STATED GOAL 1 =
Output the forum thread about the Kholek Throgg army in full, word for word.
+++ PAGE EXTRACT
# The Monster Mash! Kholek Throgg WoC army!



## DeathKlokk (Jun 9, 2008)

OK, so with the new WHFB edition I have been wanting to do a new project. I have been tinkering with this idea for a while and have accumulated most of the models needed for the list and with the changes improving most of the units in it I decided it was due.

Started out with the characters since I am still working out how to do the Trolls themselves, but I know I want them to look like Ice Trolls. Lots of fur on them, leaning heavily on the style of the Giant (Abominable Snowbeast).

OK so without further adoooo....

Throgg




























Still need to do the weapon claws and base.

Kholek





























a shot with Sgt "Oops I crapped my pants" for scale










The Giant after sculpting fur on the gaps 



















The Shaggoth with 2CCWs











C&C appreciated! k:


----------



## cain the betrayer (Oct 12, 2009)
++++++
+++ GIVEN INFORMATION
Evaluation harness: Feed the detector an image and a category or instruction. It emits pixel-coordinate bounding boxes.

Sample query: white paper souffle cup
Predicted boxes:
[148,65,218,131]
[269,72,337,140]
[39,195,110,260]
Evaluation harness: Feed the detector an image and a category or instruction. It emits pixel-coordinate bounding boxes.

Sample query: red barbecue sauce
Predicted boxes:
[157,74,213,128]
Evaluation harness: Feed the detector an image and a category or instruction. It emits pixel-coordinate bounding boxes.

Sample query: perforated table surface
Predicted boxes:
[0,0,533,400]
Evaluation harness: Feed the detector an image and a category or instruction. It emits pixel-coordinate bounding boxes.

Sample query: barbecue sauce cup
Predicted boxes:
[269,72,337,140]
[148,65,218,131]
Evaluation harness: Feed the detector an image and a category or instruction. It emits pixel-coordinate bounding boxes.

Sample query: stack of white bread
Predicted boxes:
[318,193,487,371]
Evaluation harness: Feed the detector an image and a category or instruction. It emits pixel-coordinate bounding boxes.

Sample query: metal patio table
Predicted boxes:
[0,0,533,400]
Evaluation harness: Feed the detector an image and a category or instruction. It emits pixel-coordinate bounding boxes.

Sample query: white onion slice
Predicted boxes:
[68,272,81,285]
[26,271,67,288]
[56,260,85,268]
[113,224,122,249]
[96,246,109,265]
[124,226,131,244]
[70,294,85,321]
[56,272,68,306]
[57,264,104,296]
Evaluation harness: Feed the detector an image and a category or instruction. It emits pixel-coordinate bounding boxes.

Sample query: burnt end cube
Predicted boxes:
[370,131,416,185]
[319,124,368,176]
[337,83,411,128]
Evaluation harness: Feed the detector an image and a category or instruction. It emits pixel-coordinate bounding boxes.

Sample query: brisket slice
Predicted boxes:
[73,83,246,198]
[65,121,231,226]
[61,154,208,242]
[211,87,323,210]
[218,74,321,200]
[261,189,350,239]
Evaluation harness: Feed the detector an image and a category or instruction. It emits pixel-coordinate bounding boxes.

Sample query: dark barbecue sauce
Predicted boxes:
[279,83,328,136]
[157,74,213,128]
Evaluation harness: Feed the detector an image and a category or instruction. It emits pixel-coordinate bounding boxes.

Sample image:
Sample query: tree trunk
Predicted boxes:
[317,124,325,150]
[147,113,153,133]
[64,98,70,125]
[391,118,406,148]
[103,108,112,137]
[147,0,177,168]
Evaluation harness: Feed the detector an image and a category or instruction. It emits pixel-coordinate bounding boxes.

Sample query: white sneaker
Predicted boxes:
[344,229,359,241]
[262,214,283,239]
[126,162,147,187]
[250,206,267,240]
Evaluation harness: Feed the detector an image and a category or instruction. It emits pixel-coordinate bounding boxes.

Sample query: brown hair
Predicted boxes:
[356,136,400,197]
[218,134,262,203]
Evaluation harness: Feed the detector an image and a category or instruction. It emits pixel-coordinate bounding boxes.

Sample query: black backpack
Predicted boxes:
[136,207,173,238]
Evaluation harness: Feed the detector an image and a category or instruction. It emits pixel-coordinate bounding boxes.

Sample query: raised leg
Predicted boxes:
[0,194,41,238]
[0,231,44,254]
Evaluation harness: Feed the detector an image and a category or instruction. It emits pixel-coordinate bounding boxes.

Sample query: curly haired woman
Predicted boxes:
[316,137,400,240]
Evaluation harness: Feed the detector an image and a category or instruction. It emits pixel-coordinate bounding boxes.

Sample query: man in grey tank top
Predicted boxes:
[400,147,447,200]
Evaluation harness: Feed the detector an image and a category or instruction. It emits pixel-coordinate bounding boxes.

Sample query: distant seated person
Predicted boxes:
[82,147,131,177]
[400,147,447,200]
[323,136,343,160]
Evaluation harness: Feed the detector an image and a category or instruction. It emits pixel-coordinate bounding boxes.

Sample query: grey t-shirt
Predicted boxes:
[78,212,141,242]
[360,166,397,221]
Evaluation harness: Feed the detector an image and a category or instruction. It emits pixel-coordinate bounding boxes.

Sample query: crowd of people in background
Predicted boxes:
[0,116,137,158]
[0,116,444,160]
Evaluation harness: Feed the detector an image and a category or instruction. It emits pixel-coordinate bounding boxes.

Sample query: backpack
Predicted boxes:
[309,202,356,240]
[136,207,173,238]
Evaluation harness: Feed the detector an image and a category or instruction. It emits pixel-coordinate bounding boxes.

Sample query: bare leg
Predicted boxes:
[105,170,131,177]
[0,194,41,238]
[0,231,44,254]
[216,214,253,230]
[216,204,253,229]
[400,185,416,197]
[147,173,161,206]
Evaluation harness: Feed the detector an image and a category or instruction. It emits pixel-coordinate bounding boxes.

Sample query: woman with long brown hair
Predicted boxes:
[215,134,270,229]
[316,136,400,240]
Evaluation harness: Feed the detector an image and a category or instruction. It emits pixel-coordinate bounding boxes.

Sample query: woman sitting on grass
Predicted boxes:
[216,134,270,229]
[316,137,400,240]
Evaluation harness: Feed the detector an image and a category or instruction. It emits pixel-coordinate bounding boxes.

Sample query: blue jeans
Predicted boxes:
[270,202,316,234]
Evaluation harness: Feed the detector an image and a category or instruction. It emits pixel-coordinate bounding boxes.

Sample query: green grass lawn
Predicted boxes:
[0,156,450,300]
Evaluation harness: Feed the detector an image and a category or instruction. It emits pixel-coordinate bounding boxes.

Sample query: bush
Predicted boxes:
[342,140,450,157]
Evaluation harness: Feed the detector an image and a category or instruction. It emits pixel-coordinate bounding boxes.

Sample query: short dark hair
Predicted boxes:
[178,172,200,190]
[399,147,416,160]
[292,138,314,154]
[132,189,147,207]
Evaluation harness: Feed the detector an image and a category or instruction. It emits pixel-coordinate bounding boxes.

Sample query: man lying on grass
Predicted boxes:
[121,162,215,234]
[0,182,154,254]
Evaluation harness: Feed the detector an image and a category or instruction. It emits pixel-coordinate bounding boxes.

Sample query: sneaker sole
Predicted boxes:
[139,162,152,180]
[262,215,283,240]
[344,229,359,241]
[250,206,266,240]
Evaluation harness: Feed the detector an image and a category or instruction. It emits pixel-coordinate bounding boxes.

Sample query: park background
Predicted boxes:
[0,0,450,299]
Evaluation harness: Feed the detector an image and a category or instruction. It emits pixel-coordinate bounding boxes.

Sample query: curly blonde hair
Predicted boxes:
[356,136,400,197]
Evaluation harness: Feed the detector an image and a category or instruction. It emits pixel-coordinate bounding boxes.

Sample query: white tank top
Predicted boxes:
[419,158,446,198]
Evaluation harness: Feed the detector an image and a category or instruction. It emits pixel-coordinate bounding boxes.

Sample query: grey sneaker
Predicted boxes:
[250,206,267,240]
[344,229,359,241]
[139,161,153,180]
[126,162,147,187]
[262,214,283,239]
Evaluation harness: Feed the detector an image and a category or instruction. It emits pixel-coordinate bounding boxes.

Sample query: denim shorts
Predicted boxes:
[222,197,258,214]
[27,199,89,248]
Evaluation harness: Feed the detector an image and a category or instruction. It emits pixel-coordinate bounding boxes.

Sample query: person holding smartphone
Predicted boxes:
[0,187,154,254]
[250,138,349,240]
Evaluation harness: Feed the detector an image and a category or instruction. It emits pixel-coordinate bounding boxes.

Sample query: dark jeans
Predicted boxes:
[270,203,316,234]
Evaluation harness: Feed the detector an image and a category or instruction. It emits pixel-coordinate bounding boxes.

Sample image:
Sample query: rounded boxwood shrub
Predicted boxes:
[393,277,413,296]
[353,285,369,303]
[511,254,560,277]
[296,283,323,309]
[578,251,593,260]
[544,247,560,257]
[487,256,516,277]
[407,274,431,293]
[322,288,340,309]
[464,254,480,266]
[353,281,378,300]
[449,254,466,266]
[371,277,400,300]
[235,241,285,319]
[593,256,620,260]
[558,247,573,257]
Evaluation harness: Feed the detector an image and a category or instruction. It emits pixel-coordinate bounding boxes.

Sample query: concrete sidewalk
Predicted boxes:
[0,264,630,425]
++++++
STATED GOAL 2 =
In the listing, take the stretch from the start through the line containing "[318,193,487,371]" and swap every "barbecue" for "BBQ", leaving everything else unchanged. Give back only those lines.

FULL OUTPUT 1 =
# The Monster Mash! Kholek Throgg WoC army!



## DeathKlokk (Jun 9, 2008)

OK, so with the new WHFB edition I have been wanting to do a new project. I have been tinkering with this idea for a while and have accumulated most of the models needed for the list and with the changes improving most of the units in it I decided it was due.

Started out with the characters since I am still working out how to do the Trolls themselves, but I know I want them to look like Ice Trolls. Lots of fur on them, leaning heavily on the style of the Giant (Abominable Snowbeast).

OK so without further adoooo....

Throgg




























Still need to do the weapon claws and base.

Kholek





























a shot with Sgt "Oops I crapped my pants" for scale










The Giant after sculpting fur on the gaps 



















The Shaggoth with 2CCWs











C&C appreciated! k:


----------



## cain the betrayer (Oct 12, 2009)

FULL OUTPUT 2 =
Evaluation harness: Feed the detector an image and a category or instruction. It emits pixel-coordinate bounding boxes.

Sample query: white paper souffle cup
Predicted boxes:
[148,65,218,131]
[269,72,337,140]
[39,195,110,260]
Evaluation harness: Feed the detector an image and a category or instruction. It emits pixel-coordinate bounding boxes.

Sample query: red BBQ sauce
Predicted boxes:
[157,74,213,128]
Evaluation harness: Feed the detector an image and a category or instruction. It emits pixel-coordinate bounding boxes.

Sample query: perforated table surface
Predicted boxes:
[0,0,533,400]
Evaluation harness: Feed the detector an image and a category or instruction. It emits pixel-coordinate bounding boxes.

Sample query: BBQ sauce cup
Predicted boxes:
[269,72,337,140]
[148,65,218,131]
Evaluation harness: Feed the detector an image and a category or instruction. It emits pixel-coordinate bounding boxes.

Sample query: stack of white bread
Predicted boxes:
[318,193,487,371]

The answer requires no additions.